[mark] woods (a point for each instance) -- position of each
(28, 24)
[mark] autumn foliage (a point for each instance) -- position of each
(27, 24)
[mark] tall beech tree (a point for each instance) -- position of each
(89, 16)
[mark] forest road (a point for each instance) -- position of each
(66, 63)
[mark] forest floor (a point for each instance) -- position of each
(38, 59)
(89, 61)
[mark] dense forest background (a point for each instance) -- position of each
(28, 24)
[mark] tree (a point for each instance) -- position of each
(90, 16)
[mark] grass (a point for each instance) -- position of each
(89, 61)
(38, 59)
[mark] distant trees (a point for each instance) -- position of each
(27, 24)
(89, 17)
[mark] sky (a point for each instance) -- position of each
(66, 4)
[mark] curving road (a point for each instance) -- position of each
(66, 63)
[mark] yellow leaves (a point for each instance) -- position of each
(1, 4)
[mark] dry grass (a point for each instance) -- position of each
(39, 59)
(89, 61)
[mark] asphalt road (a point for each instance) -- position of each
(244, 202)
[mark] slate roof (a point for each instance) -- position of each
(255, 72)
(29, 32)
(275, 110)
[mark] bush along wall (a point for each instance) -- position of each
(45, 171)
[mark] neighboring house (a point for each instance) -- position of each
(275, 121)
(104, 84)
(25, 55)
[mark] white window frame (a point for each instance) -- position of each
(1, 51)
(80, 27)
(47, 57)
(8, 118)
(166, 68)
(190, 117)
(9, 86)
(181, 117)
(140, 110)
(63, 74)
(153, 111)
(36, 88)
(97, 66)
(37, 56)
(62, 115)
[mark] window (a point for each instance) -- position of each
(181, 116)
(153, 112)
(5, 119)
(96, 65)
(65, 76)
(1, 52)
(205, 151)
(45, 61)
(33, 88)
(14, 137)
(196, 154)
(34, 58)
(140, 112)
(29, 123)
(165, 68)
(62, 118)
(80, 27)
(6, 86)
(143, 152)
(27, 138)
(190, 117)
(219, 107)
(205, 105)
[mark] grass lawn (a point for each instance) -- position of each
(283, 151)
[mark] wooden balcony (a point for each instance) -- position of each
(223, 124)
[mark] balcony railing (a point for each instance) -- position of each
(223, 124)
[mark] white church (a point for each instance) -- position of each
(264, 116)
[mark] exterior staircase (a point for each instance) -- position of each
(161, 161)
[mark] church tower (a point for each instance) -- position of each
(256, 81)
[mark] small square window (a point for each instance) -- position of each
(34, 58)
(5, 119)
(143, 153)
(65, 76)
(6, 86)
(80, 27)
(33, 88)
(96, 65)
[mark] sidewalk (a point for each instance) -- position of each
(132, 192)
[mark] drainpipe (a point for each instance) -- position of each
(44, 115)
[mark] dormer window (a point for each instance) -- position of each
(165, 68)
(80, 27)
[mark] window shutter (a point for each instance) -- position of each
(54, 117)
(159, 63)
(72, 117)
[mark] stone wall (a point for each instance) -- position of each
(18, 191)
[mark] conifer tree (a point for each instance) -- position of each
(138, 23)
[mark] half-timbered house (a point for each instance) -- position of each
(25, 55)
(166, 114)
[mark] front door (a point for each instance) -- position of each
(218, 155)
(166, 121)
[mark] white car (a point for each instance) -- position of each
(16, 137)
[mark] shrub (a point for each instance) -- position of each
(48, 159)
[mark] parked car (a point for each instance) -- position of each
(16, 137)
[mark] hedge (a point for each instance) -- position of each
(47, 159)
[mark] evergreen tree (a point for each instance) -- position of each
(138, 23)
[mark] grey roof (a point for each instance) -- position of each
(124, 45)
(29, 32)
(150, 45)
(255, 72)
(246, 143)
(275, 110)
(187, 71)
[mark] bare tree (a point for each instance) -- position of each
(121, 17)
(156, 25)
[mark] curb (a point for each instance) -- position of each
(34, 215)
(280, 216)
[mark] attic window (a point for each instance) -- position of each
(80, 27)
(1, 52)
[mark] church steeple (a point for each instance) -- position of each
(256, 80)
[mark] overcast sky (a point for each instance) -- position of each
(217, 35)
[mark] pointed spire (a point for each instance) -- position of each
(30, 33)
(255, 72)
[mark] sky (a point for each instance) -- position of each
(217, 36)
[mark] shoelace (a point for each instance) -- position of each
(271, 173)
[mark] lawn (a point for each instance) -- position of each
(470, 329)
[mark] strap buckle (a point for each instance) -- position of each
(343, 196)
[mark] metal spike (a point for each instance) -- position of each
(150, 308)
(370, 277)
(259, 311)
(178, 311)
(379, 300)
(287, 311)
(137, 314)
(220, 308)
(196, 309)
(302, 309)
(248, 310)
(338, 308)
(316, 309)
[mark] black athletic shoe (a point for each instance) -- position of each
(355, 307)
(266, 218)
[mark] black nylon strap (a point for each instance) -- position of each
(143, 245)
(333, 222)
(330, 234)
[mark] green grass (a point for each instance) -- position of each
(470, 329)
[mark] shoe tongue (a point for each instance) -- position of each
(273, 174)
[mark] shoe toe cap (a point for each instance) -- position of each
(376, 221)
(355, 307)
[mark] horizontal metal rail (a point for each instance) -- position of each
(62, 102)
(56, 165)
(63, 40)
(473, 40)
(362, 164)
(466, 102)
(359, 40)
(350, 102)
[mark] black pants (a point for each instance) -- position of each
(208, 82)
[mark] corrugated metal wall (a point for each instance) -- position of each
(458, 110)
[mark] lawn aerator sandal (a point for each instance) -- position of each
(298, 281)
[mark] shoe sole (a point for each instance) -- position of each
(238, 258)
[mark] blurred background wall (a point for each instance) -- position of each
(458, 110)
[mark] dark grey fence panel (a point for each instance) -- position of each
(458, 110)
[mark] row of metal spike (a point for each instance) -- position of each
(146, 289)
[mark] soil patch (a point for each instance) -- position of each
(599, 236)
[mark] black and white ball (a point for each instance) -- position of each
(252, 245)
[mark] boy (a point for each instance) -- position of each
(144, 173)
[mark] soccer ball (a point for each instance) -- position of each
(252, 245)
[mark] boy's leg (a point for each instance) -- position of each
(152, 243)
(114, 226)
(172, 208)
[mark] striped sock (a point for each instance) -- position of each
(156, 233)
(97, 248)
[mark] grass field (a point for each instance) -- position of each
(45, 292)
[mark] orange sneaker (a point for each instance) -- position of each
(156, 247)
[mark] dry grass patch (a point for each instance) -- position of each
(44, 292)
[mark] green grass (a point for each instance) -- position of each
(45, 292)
===
What is required: Exactly as written, please output every entry.

Reply to the task:
[mark] woods (a point for each instance) -- position of each
(28, 24)
[mark] autumn foliage (a point for each instance) -- position of each
(27, 24)
[mark] tall beech tree (a point for each instance) -- position of each
(89, 16)
[mark] forest road (a point for each instance) -- position of each
(66, 63)
[mark] forest floor (a point for each instance) -- position of each
(38, 59)
(89, 61)
[mark] dense forest background (a point for each instance) -- position of each
(28, 24)
[mark] tree (a point for each instance) -- position of each
(90, 16)
[mark] grass (a point for each instance) -- position of each
(89, 61)
(38, 59)
[mark] distant trees (a point for each instance) -- position of each
(27, 24)
(89, 17)
[mark] sky (a point for each instance) -- position of each
(66, 4)
[mark] curving road (a point for each instance) -- position of each
(66, 63)
[mark] yellow leaves (a point for each instance) -- position of each
(1, 4)
[mark] dry grass (a point for each instance) -- position of each
(39, 59)
(89, 61)
[mark] asphalt road (a point for each instance) -- position of each
(244, 202)
[mark] slate roof (a point for each instance) -- position of each
(255, 72)
(29, 32)
(275, 110)
[mark] bush along wall (a point for each instance) -- position of each
(45, 171)
[mark] neighboring house (a point for each instance) -- position of each
(275, 121)
(104, 84)
(25, 55)
[mark] white window frame (a point for each instance) -- position of each
(1, 51)
(80, 27)
(47, 57)
(8, 118)
(166, 68)
(190, 117)
(9, 86)
(181, 117)
(140, 110)
(63, 74)
(153, 111)
(36, 88)
(97, 66)
(37, 56)
(62, 115)
[mark] window (a point for each instance) -- position of each
(181, 116)
(153, 112)
(5, 119)
(96, 65)
(65, 76)
(1, 52)
(205, 151)
(45, 61)
(33, 88)
(14, 137)
(196, 154)
(34, 58)
(140, 112)
(29, 123)
(165, 68)
(62, 118)
(80, 27)
(6, 86)
(143, 152)
(27, 138)
(190, 117)
(219, 107)
(205, 105)
[mark] grass lawn (a point for each instance) -- position of each
(283, 151)
[mark] wooden balcony (a point for each instance) -- position of each
(223, 124)
[mark] balcony railing (a point for each instance) -- position of each
(223, 124)
[mark] white church (a point for each instance) -- position of each
(264, 116)
[mark] exterior staircase (a point for each instance) -- position of each
(161, 161)
[mark] church tower (a point for each instance) -- position of each
(256, 81)
[mark] small square window (a point for each instance) -- position of each
(34, 58)
(5, 119)
(143, 153)
(65, 76)
(6, 86)
(80, 27)
(33, 88)
(96, 65)
[mark] sidewalk (a point for each instance) -- position of each
(132, 192)
[mark] drainpipe (a point for each instance) -- position of each
(44, 115)
[mark] dormer window (a point for each instance) -- position of each
(165, 68)
(80, 27)
[mark] window shutter (a point for each instance) -- position of each
(54, 117)
(159, 63)
(72, 117)
[mark] stone wall (a point for each instance) -- position of each
(18, 191)
[mark] conifer tree (a point for each instance) -- position of each
(138, 23)
[mark] half-timbered house (a point for each instance) -- position of each
(25, 55)
(166, 114)
[mark] front door (a point for each instance) -- position of each
(218, 155)
(166, 121)
[mark] white car (a point for each instance) -- position of each
(16, 137)
[mark] shrub (a point for each instance) -- position of each
(48, 159)
[mark] parked car (a point for each instance) -- position of each
(16, 137)
[mark] hedge (a point for each instance) -- position of each
(47, 159)
[mark] evergreen tree (a point for each instance) -- position of each
(138, 23)
[mark] grey roof (a point for each instance) -- position of each
(124, 45)
(29, 32)
(150, 45)
(255, 72)
(246, 143)
(275, 110)
(187, 71)
[mark] bare tree (a point for each instance) -- position of each
(121, 17)
(156, 25)
[mark] curb (a point for each instance) -- position of each
(34, 215)
(280, 216)
[mark] attic window (a point for each instance) -- position of each
(80, 27)
(1, 52)
[mark] church steeple (a point for each instance) -- position of each
(256, 80)
[mark] overcast sky (a point for each instance) -- position of each
(217, 35)
[mark] pointed spire (a point for each instance) -- position of each
(30, 33)
(255, 72)
[mark] sky (a point for each instance) -- position of each
(217, 36)
[mark] shoelace (a point for each instance) -- position of each
(271, 173)
[mark] lawn (a point for each instance) -- position of each
(470, 329)
[mark] strap buckle (a point for each instance) -- position of each
(343, 196)
[mark] metal spike (a point for each instance) -- position of each
(150, 308)
(370, 277)
(259, 311)
(178, 311)
(379, 300)
(287, 311)
(137, 314)
(220, 308)
(196, 309)
(302, 309)
(248, 310)
(338, 308)
(316, 309)
[mark] black athletic shoe (a point for each instance) -- position of each
(355, 307)
(266, 218)
[mark] black nylon strap (a point for each instance) -- position of each
(143, 245)
(333, 222)
(330, 234)
[mark] green grass (a point for each instance) -- position of each
(470, 329)
[mark] shoe tongue (a point for each instance) -- position of each
(273, 174)
[mark] shoe toe cap (a point for each instance) -- position of each
(376, 221)
(355, 307)
[mark] horizontal metal rail (a point for each instance) -- position of each
(62, 102)
(56, 165)
(63, 40)
(473, 40)
(362, 164)
(466, 102)
(359, 40)
(350, 102)
[mark] black pants (a point for each instance) -- position of each
(208, 82)
[mark] corrugated metal wall (a point for each instance) -- position of each
(458, 110)
[mark] lawn aerator sandal (a point for each instance) -- position of each
(298, 281)
[mark] shoe sole (a point for each instance) -- position of each
(238, 258)
[mark] blurred background wall (a point for each instance) -- position of each
(458, 110)
[mark] dark grey fence panel (a point for each instance) -- position of each
(458, 110)
[mark] row of metal spike (a point for each instance) -- position of each
(146, 289)
[mark] soil patch (a point for each instance) -- position of each
(599, 236)
[mark] black and white ball (a point for each instance) -- position of each
(252, 245)
[mark] boy (a point for each instance) -- position of each
(144, 173)
[mark] soccer ball (a point for each instance) -- position of each
(252, 245)
[mark] boy's leg (a point for each instance) -- position of each
(152, 243)
(114, 226)
(172, 208)
[mark] striped sock (a point for each instance) -- position of each
(156, 233)
(97, 248)
[mark] grass field (a point for each instance) -- position of each
(45, 292)
[mark] orange sneaker (a point for each instance) -- position of each
(156, 247)
[mark] dry grass patch (a point for each instance) -- position of each
(44, 292)
[mark] green grass (a point for each instance) -- position of each
(45, 292)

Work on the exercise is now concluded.